_What this task involves_. Every entry that follows is to be set down exactly, with its pictures omitted.

_Information given_.
BEGIN
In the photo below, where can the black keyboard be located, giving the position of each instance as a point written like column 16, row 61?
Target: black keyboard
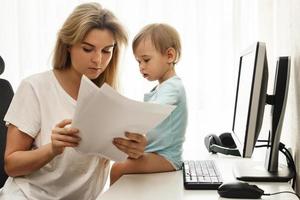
column 201, row 175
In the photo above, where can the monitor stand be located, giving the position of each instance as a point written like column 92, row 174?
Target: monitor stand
column 249, row 170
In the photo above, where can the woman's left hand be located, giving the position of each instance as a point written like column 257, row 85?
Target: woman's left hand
column 134, row 145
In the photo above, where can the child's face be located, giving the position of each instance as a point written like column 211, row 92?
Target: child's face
column 153, row 65
column 91, row 56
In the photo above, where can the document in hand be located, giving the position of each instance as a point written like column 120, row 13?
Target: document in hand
column 102, row 114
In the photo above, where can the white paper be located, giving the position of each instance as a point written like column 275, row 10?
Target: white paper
column 102, row 114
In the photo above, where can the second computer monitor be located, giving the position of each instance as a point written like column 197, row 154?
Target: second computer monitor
column 250, row 98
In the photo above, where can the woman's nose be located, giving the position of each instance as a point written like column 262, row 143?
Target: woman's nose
column 97, row 57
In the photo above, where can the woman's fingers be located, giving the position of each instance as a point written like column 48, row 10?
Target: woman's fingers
column 64, row 136
column 63, row 123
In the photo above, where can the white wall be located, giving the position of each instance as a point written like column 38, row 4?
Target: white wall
column 280, row 28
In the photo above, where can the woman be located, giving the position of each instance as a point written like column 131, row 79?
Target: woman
column 38, row 157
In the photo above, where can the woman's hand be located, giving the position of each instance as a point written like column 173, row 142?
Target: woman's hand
column 134, row 145
column 64, row 136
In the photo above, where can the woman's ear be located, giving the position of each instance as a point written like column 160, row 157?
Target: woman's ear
column 171, row 54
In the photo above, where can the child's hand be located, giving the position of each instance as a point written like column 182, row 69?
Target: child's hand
column 134, row 145
column 64, row 136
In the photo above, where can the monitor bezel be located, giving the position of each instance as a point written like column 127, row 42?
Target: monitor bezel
column 253, row 125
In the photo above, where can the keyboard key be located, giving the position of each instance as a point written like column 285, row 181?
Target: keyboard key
column 201, row 174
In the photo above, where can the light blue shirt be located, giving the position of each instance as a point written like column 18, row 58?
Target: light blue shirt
column 167, row 138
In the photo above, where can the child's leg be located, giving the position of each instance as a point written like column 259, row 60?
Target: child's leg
column 148, row 163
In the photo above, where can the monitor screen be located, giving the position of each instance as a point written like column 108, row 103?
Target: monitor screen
column 250, row 101
column 250, row 98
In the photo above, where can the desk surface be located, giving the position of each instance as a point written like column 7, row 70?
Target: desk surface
column 165, row 186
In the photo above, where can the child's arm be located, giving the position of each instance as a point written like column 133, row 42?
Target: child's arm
column 148, row 163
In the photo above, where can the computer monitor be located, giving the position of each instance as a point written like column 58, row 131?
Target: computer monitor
column 251, row 98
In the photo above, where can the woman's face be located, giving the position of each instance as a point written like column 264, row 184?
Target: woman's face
column 91, row 56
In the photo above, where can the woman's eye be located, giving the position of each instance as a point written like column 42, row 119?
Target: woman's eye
column 107, row 50
column 87, row 49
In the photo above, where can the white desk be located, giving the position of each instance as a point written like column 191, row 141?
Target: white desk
column 169, row 186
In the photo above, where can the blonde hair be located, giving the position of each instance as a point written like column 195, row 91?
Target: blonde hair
column 81, row 21
column 163, row 36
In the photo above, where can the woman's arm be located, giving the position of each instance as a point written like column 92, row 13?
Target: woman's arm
column 148, row 163
column 21, row 160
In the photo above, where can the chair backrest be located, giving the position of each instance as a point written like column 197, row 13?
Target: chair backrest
column 6, row 94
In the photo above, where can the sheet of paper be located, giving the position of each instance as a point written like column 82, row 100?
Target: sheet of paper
column 102, row 114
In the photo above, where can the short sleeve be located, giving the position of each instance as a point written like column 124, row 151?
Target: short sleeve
column 168, row 94
column 24, row 111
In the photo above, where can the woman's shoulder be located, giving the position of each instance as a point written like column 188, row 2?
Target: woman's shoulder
column 39, row 78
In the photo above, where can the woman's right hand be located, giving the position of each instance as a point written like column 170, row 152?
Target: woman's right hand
column 64, row 136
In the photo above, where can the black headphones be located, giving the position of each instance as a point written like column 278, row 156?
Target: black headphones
column 221, row 144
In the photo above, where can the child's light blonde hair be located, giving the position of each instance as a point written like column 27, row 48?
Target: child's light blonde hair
column 163, row 37
column 82, row 20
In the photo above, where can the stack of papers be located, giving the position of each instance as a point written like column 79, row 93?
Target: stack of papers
column 103, row 114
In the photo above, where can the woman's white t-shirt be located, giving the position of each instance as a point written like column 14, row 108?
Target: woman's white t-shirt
column 38, row 105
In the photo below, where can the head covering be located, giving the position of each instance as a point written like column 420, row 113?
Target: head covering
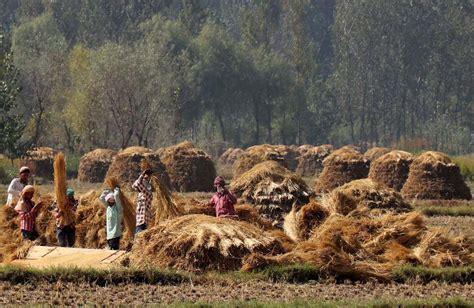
column 70, row 193
column 219, row 182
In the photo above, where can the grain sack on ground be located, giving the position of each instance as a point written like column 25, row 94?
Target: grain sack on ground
column 94, row 165
column 391, row 169
column 433, row 175
column 199, row 243
column 271, row 189
column 189, row 169
column 341, row 167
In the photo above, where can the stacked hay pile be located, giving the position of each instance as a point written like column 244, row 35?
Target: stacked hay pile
column 370, row 240
column 272, row 189
column 190, row 169
column 310, row 162
column 126, row 165
column 40, row 161
column 94, row 165
column 341, row 167
column 391, row 169
column 200, row 242
column 433, row 175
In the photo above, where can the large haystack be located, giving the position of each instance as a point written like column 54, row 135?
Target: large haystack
column 272, row 189
column 94, row 165
column 434, row 176
column 126, row 166
column 341, row 167
column 190, row 169
column 40, row 161
column 310, row 162
column 200, row 242
column 391, row 169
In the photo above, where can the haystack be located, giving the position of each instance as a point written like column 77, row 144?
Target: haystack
column 310, row 162
column 272, row 189
column 190, row 169
column 93, row 166
column 375, row 152
column 341, row 167
column 40, row 161
column 391, row 169
column 434, row 176
column 126, row 165
column 199, row 242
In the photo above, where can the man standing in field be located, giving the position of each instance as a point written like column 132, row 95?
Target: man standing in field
column 28, row 212
column 145, row 197
column 113, row 216
column 17, row 185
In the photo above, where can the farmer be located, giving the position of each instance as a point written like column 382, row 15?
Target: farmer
column 223, row 200
column 17, row 185
column 28, row 212
column 66, row 233
column 145, row 197
column 113, row 216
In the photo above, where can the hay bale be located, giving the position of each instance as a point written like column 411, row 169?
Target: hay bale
column 310, row 162
column 434, row 176
column 391, row 169
column 94, row 165
column 190, row 169
column 199, row 242
column 341, row 167
column 126, row 166
column 272, row 189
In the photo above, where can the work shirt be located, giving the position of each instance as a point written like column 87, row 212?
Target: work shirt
column 145, row 197
column 113, row 214
column 224, row 203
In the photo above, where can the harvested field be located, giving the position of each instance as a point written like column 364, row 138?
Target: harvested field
column 94, row 165
column 434, row 176
column 189, row 169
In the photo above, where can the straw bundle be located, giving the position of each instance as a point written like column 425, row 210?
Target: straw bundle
column 199, row 242
column 391, row 169
column 434, row 176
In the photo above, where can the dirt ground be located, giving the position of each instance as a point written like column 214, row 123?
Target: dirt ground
column 77, row 294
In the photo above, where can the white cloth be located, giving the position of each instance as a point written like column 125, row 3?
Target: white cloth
column 14, row 191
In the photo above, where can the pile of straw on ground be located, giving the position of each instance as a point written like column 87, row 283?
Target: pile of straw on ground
column 310, row 162
column 341, row 167
column 40, row 161
column 200, row 242
column 272, row 189
column 391, row 169
column 434, row 176
column 190, row 169
column 94, row 165
column 126, row 166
END
_Task output_.
In the photo below, where can the black keyboard be located, giving the position of each instance as a point written like column 16, row 61?
Target: black keyboard
column 201, row 175
In the photo above, where can the monitor stand be located, giving the position of each instance as a point written like column 92, row 174?
Target: monitor stand
column 249, row 170
In the photo above, where can the woman's left hand be located, giving the position of each instance as a point written like column 257, row 85?
Target: woman's left hand
column 134, row 145
In the photo above, where can the child's face be located, giving the position of each instance as a point written like column 211, row 92?
Target: child's face
column 153, row 65
column 91, row 56
In the photo above, where can the document in hand be located, giving the position of each instance as a point written like column 120, row 13?
Target: document in hand
column 102, row 114
In the photo above, where can the white paper be located, giving the position of each instance as a point written like column 275, row 10?
Target: white paper
column 102, row 114
In the photo above, where can the second computer monitor be located, giving the position of each instance as a point written like column 197, row 154?
Target: second computer monitor
column 250, row 98
In the photo above, where can the woman's nose be located, giving the position of each instance as a point written like column 262, row 143?
Target: woman's nose
column 97, row 57
In the photo above, where can the woman's fingers be located, giving the position of each instance as a point written like column 48, row 10?
Target: woman's fingers
column 64, row 136
column 63, row 123
In the photo above, where can the white wall be located, giving the position of each instance as a point written like column 38, row 4?
Target: white wall
column 280, row 28
In the photo above, where can the woman be located, giving the position of each instance as a point written like column 131, row 79?
Target: woman
column 38, row 157
In the photo above, where can the woman's hand be located, giving the position of each instance as a point written like column 173, row 142?
Target: woman's hand
column 134, row 145
column 64, row 136
In the photo above, where can the woman's ear be located, giving the position of each instance as a point written like column 160, row 157?
Target: woman's ear
column 171, row 54
In the photo above, where can the child's hand be located, giving the position of each instance as a point written like column 182, row 69?
Target: child's hand
column 134, row 145
column 64, row 136
In the photo above, where can the monitor bezel be located, giving the position of each instance as a point written like column 127, row 42?
Target: monitor bezel
column 253, row 125
In the photo above, where can the keyboard key be located, giving the position of each instance as a point written like column 285, row 181?
Target: keyboard key
column 201, row 174
In the photo above, where can the light blue shirt be located, giving the position of each instance as a point written like column 18, row 58?
Target: light blue shirt
column 167, row 138
In the photo above, where can the child's leg be located, giving the position of each instance as a point written like column 259, row 60?
Target: child's leg
column 148, row 163
In the photo above, where can the monitor screen be located, giving the position of each instance as a point written like column 108, row 103?
Target: monitor screen
column 250, row 101
column 250, row 98
In the photo above, where can the desk surface be located, giving the position of each instance as a point written like column 7, row 70?
Target: desk surface
column 165, row 186
In the photo above, where can the child's arm be located, giving the position of each instance as a point written like column 133, row 42?
Target: child's arm
column 148, row 163
In the photo above, where can the computer monitor be located, giving the position of each instance as a point written like column 58, row 131?
Target: computer monitor
column 251, row 98
In the photo above, where can the woman's face be located, giving the position of each instance as a point written like column 264, row 184?
Target: woman's face
column 91, row 56
In the photo above, where can the woman's eye be located, giving the position of each instance as a point written like column 42, row 119?
Target: woman's eye
column 107, row 50
column 87, row 49
In the photo above, where can the white desk be located, giving the position of each instance as a point written like column 191, row 141?
Target: white desk
column 169, row 186
In the photo above, where can the blonde hair be located, giving the position of each instance as a point written like column 195, row 91?
Target: blonde hair
column 81, row 21
column 163, row 36
In the photo above, where can the woman's arm be located, giving the position of each instance as a point written like column 92, row 13?
Target: woman's arm
column 148, row 163
column 21, row 160
In the photo above, where can the chair backrest be located, giving the position of each instance as a point written like column 197, row 13?
Target: chair backrest
column 6, row 94
In the photo above, where can the sheet of paper be located, giving the position of each instance as a point written like column 82, row 100?
Target: sheet of paper
column 102, row 114
In the photo above, where can the short sleeve be located, giving the position of each instance as a point written like column 124, row 151?
Target: short sleeve
column 168, row 94
column 24, row 111
In the photo above, where can the woman's shoulder be located, giving the position of each instance as a point written like column 188, row 2?
Target: woman's shoulder
column 39, row 78
In the photo above, where can the woman's right hand be located, giving the position of each instance as a point written like column 170, row 152?
Target: woman's right hand
column 64, row 136
In the photo above, where can the black headphones be located, giving the position of each instance as a point written like column 278, row 156?
Target: black headphones
column 221, row 144
In the photo above, where can the child's light blonde hair be located, giving the position of each instance as a point written like column 27, row 48?
Target: child's light blonde hair
column 163, row 37
column 82, row 20
In the photo above, where can the stack of papers be located, giving the position of each instance as a point written like column 79, row 93?
Target: stack of papers
column 103, row 114
In the photo above, where can the woman's white t-shirt be located, giving the position of each instance as a point written like column 14, row 108?
Target: woman's white t-shirt
column 38, row 105
In the photo below, where can the head covering be located, giving the position of each instance as a point written like column 420, row 113?
Target: head covering
column 70, row 193
column 219, row 182
In the photo above, where can the grain sack on ground be located, giving the position of each instance as a point written like column 25, row 94?
Target: grain sack on ground
column 94, row 165
column 391, row 169
column 433, row 175
column 199, row 243
column 271, row 189
column 189, row 169
column 341, row 167
In the photo above, where can the stacked hay pile be located, giving the position of each instance as a point written like column 244, row 35?
Target: stacked hay pile
column 370, row 240
column 272, row 189
column 190, row 169
column 310, row 162
column 126, row 165
column 40, row 161
column 94, row 165
column 341, row 167
column 391, row 169
column 200, row 242
column 433, row 175
In the photo above, where can the large haystack be located, giving the position of each instance as a point written like column 54, row 135?
Target: large haystack
column 272, row 189
column 94, row 165
column 434, row 176
column 126, row 166
column 341, row 167
column 190, row 169
column 40, row 161
column 310, row 162
column 200, row 242
column 391, row 169
In the photo above, where can the haystack be located, giving the position of each instance as a point written like column 77, row 144?
Target: haystack
column 310, row 162
column 272, row 189
column 190, row 169
column 93, row 166
column 375, row 152
column 341, row 167
column 40, row 161
column 391, row 169
column 434, row 176
column 126, row 165
column 199, row 242
In the photo above, where can the man standing in field be located, giving the position of each instance as a point written like column 132, row 95?
Target: man standing in field
column 28, row 212
column 145, row 197
column 113, row 216
column 17, row 185
In the photo above, where can the farmer be located, giving the position of each instance as a point written like column 382, row 15?
Target: farmer
column 223, row 200
column 17, row 185
column 28, row 212
column 66, row 233
column 145, row 197
column 113, row 216
In the photo above, where can the hay bale be located, giving the position of each instance as a point written like column 411, row 169?
Target: hay bale
column 310, row 162
column 434, row 176
column 391, row 169
column 94, row 165
column 190, row 169
column 199, row 242
column 341, row 167
column 126, row 166
column 272, row 189
In the photo above, where can the work shirt be located, giving the position of each instance as a point written like column 87, row 212?
Target: work shirt
column 145, row 197
column 113, row 214
column 224, row 203
In the photo above, where can the harvested field be located, giving the position of each instance as a point written like column 364, row 138?
Target: harvested field
column 94, row 165
column 434, row 176
column 189, row 169
In the photo above, where can the straw bundle be located, giving the position of each instance as a point written like column 425, row 210?
Target: straw bundle
column 199, row 242
column 391, row 169
column 434, row 176
In the photo above, where can the dirt ground be located, giving the position of each instance as a point written like column 214, row 123?
Target: dirt ground
column 77, row 294
In the photo above, where can the white cloth be located, giving the position of each instance as a point written like column 125, row 3?
Target: white cloth
column 14, row 191
In the photo above, where can the pile of straw on ground be located, giving the position of each instance as a point written like column 87, row 283?
Target: pile of straw on ground
column 310, row 162
column 341, row 167
column 40, row 161
column 200, row 242
column 272, row 189
column 391, row 169
column 434, row 176
column 190, row 169
column 94, row 165
column 126, row 166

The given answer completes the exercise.